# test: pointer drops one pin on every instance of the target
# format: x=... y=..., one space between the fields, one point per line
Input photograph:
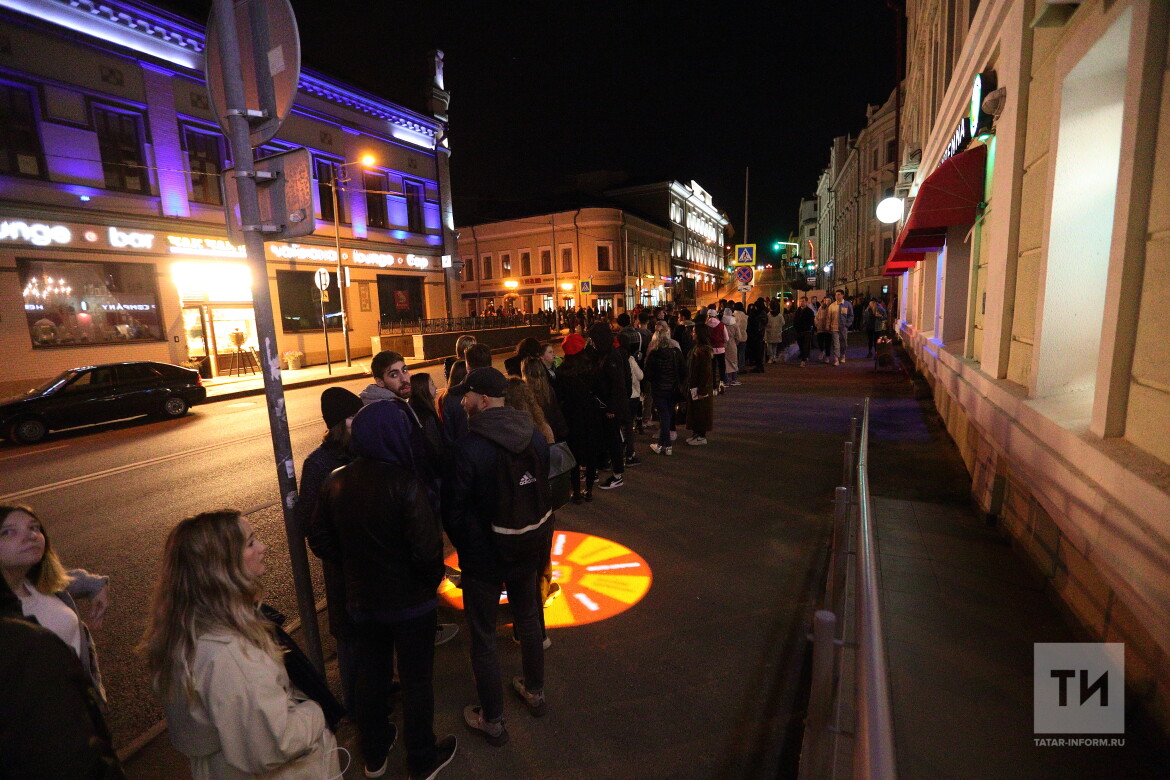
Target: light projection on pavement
x=598 y=579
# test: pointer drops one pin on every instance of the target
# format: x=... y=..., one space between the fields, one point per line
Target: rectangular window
x=324 y=171
x=301 y=302
x=414 y=194
x=376 y=186
x=205 y=160
x=604 y=262
x=20 y=145
x=77 y=303
x=119 y=142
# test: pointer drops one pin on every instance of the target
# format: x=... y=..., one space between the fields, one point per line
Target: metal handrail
x=874 y=757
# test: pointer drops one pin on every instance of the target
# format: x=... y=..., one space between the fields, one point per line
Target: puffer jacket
x=376 y=519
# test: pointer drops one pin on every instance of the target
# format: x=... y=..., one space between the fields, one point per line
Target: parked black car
x=90 y=394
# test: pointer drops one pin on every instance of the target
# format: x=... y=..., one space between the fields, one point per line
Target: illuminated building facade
x=578 y=257
x=861 y=171
x=697 y=257
x=1032 y=264
x=112 y=239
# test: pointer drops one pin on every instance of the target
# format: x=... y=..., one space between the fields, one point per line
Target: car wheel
x=27 y=430
x=174 y=407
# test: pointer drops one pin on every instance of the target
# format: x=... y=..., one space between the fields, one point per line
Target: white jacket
x=247 y=722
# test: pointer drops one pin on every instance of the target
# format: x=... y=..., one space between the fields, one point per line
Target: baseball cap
x=484 y=381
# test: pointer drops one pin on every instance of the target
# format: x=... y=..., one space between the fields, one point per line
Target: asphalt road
x=110 y=494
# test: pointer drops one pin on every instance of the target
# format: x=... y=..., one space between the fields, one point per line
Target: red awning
x=950 y=195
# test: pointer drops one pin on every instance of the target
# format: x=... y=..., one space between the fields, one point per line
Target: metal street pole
x=337 y=244
x=262 y=304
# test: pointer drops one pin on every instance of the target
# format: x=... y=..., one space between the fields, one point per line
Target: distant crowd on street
x=487 y=458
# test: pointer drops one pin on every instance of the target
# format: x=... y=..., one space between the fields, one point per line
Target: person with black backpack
x=497 y=511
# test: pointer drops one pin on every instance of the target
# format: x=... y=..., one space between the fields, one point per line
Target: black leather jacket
x=376 y=519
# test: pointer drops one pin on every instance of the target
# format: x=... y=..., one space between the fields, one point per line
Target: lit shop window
x=77 y=303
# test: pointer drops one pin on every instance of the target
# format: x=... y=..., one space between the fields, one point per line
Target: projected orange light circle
x=598 y=578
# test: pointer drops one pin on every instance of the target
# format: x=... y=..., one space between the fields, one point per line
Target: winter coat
x=376 y=517
x=773 y=332
x=470 y=485
x=718 y=335
x=741 y=321
x=575 y=392
x=246 y=719
x=666 y=370
x=317 y=467
x=804 y=319
x=701 y=412
x=53 y=724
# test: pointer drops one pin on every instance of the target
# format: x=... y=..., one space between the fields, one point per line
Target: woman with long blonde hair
x=217 y=668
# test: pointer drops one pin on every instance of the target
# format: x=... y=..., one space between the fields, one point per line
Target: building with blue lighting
x=112 y=237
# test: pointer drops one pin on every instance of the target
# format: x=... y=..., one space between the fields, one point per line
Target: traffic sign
x=744 y=254
x=269 y=61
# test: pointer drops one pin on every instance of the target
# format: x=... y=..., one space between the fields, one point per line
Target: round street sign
x=269 y=47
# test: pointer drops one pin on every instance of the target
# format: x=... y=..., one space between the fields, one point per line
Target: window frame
x=34 y=130
x=115 y=174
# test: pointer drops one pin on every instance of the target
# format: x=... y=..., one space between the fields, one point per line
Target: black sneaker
x=445 y=751
x=378 y=771
x=610 y=483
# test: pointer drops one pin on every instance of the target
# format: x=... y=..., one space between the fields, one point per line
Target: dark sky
x=656 y=90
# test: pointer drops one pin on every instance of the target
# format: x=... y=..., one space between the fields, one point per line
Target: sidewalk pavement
x=703 y=676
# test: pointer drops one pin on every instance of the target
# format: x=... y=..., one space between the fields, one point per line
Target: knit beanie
x=338 y=404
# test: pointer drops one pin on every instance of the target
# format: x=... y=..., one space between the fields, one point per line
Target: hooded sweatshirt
x=469 y=487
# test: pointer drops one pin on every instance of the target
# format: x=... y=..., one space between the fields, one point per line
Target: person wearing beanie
x=374 y=518
x=337 y=408
x=578 y=405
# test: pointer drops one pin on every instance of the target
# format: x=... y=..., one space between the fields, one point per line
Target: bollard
x=816 y=756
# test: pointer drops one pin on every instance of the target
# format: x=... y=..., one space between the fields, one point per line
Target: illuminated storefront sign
x=598 y=579
x=123 y=239
x=184 y=244
x=36 y=233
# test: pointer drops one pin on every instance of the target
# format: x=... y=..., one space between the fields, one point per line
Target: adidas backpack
x=522 y=527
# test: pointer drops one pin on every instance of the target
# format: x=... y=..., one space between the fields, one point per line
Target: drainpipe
x=479 y=277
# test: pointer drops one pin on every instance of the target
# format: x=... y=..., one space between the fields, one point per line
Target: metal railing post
x=820 y=698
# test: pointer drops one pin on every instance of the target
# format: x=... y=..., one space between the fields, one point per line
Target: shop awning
x=950 y=195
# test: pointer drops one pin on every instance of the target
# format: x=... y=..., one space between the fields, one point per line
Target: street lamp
x=366 y=160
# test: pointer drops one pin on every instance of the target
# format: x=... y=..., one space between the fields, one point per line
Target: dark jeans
x=614 y=446
x=376 y=644
x=481 y=604
x=665 y=405
x=805 y=342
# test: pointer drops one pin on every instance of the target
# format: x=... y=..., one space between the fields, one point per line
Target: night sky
x=652 y=90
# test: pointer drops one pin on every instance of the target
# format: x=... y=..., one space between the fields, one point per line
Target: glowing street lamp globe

→ TASK PROMPT
Repeat every record precisely. Any picture among them stays out of the copy.

→ TASK OUTPUT
# test: pointer drops one pin on every instance of the target
# format: x=... y=..., one space between the fields, one point per line
Input photograph:
Target: light projection on pavement
x=598 y=579
# test: pointer drops one pin on every instance of the target
# format: x=... y=..., one space between the fields, one point per line
Target: rectangular window
x=324 y=171
x=301 y=302
x=414 y=194
x=376 y=186
x=205 y=160
x=604 y=262
x=20 y=145
x=77 y=303
x=119 y=142
# test: pointer drops one pin on every instance of the target
# format: x=... y=..., one space between the fields, one point per line
Target: metal handrail
x=874 y=757
# test: pointer drops one pin on every instance of the target
# format: x=... y=..., one space between the fields, one point per line
Target: puffer jacket
x=376 y=519
# test: pointer drops one pin on every instance of the target
# format: x=... y=..., one space between the fields, one point per line
Target: parked black car
x=90 y=394
# test: pointer drops one pin on every instance of the target
# format: x=... y=..., one space between the fields, one point per line
Target: illuminated building facade
x=578 y=257
x=861 y=171
x=697 y=257
x=1032 y=264
x=112 y=239
# test: pointer drops one pin on every instance of the target
# format: x=... y=..., one space between the fields, one point per line
Target: car wheel
x=27 y=430
x=174 y=407
# test: pointer drops one pin on every instance of the target
# format: x=... y=..., one space between the fields, one point per line
Target: white jacket
x=247 y=722
# test: pointer drops one pin on every instance of the target
# format: x=... y=..., one space between the fields, one point per line
Target: baseball cap
x=484 y=381
# test: pointer drops one pin on every instance of the target
# format: x=... y=..., one space between the fields, one point per line
Target: asphalt road
x=110 y=494
# test: pointer drops one pin on every instance of the target
# format: x=... y=..., one space between the fields, one point per line
Target: red awning
x=950 y=195
# test: pointer drops one pin on every instance of the target
# format: x=... y=..., one space between the fields, one point per line
Target: metal street pole
x=337 y=244
x=262 y=304
# test: pointer drops one pin on every instance of the target
# format: x=... y=..., one space between the fields, one point per line
Target: distant crowd on street
x=487 y=458
# test: pointer drops one pin on every instance of the target
# format: x=... y=..., one space between the fields, one point per line
Target: person with black backpack
x=497 y=511
# test: pointer drops one pin on every instance of the target
# format: x=... y=..., one space between the fields, one point per line
Target: black leather jacket
x=376 y=519
# test: pointer drops one pin on every instance of the target
# format: x=... y=..., one space between the fields, one point per line
Target: lit shop window
x=77 y=303
# test: pointer drops one pin on every instance of the target
# format: x=... y=..., one space between the fields, one point per line
Target: projected orange light circle
x=598 y=578
# test: pointer drops one pin on every instance of the target
# format: x=... y=..., one space between the fields, one point per line
Target: winter coat
x=376 y=517
x=773 y=332
x=470 y=485
x=718 y=335
x=741 y=321
x=575 y=392
x=246 y=719
x=666 y=370
x=317 y=467
x=804 y=319
x=701 y=412
x=53 y=724
# test: pointer drops one pin on every instance of the target
# format: x=... y=..., one space between the fields, one point per line
Target: woman with long blonde hair
x=217 y=668
# test: pointer drops one pin on every instance of the target
# format: x=... y=..., one space between the fields, one point per line
Target: building with blue lighting
x=112 y=237
# test: pointer drops one pin on every instance of the target
# format: x=... y=..., one space between the fields, one point per line
Target: traffic sign
x=744 y=254
x=269 y=61
# test: pointer drops one pin on every instance of the target
# format: x=... y=..., one space between the fields, one point per line
Target: round street sign
x=269 y=47
# test: pointer drops one pin on every instance of the target
# format: x=... y=..., one space between the fields, one point per line
Target: window frame
x=34 y=130
x=115 y=174
# test: pointer drops one pin on every instance of the target
# format: x=... y=..., one space between the fields, one point per line
Target: black sneaker
x=445 y=751
x=378 y=771
x=610 y=483
# test: pointer drops one pin on every instance of the target
# format: x=... y=..., one space between the fields, one point per line
Target: dark sky
x=656 y=90
# test: pointer drops one pin on every instance of the target
# format: x=... y=..., one space between the fields, one point per line
Target: sidewalk pavement
x=703 y=676
# test: pointer drops one pin on every instance of the target
# format: x=... y=..., one space between the fields, one point per line
Target: knit beanie
x=338 y=404
# test: pointer drops one pin on every instance of the target
# format: x=... y=..., one space between the fields, one point per line
Target: hooded sweatshirt
x=469 y=487
# test: pointer drops one pin on every instance of the target
# format: x=... y=..., one space between the fields, one point per line
Target: person wearing beanie
x=374 y=518
x=337 y=408
x=578 y=405
# test: pointer drops one pin on every instance of the target
# format: x=... y=..., one space between the fields, one point per line
Target: bollard
x=816 y=756
# test: pointer drops one pin on every instance of the target
# format: x=... y=..., one space between the fields, one point per line
Target: illuminated storefront sign
x=598 y=579
x=123 y=239
x=184 y=244
x=36 y=233
# test: pointer drops one pin on every instance of the target
# format: x=... y=..., one space between the fields, one point per line
Target: adidas backpack
x=522 y=527
# test: pointer drops one pin on every instance of the target
# format: x=... y=..., one space between the fields, one point per line
Target: drainpipe
x=479 y=277
# test: pointer drops one pin on every instance of the target
# format: x=... y=..., one space between the fields, one point per line
Target: metal railing post
x=820 y=698
# test: pointer drops one pin on every instance of the target
# format: x=... y=..., one space between the fields, one point per line
Target: shop awning
x=950 y=195
# test: pointer drops one pin on every instance of the target
# format: x=... y=..., one space between the fields, one point per line
Target: street lamp
x=366 y=160
# test: pointer drops one pin on every instance of the target
# format: x=... y=..., one space between the fields, one point per line
Target: dark jeans
x=614 y=446
x=376 y=644
x=481 y=604
x=665 y=405
x=805 y=342
# test: pointer drops one pin on every instance of the target
# format: x=... y=..., one space between the fields, one point per line
Target: night sky
x=652 y=90
# test: pointer drops one pin on every instance of the target
# format: x=... y=..., one space between the fields, one point per line
Target: glowing street lamp globe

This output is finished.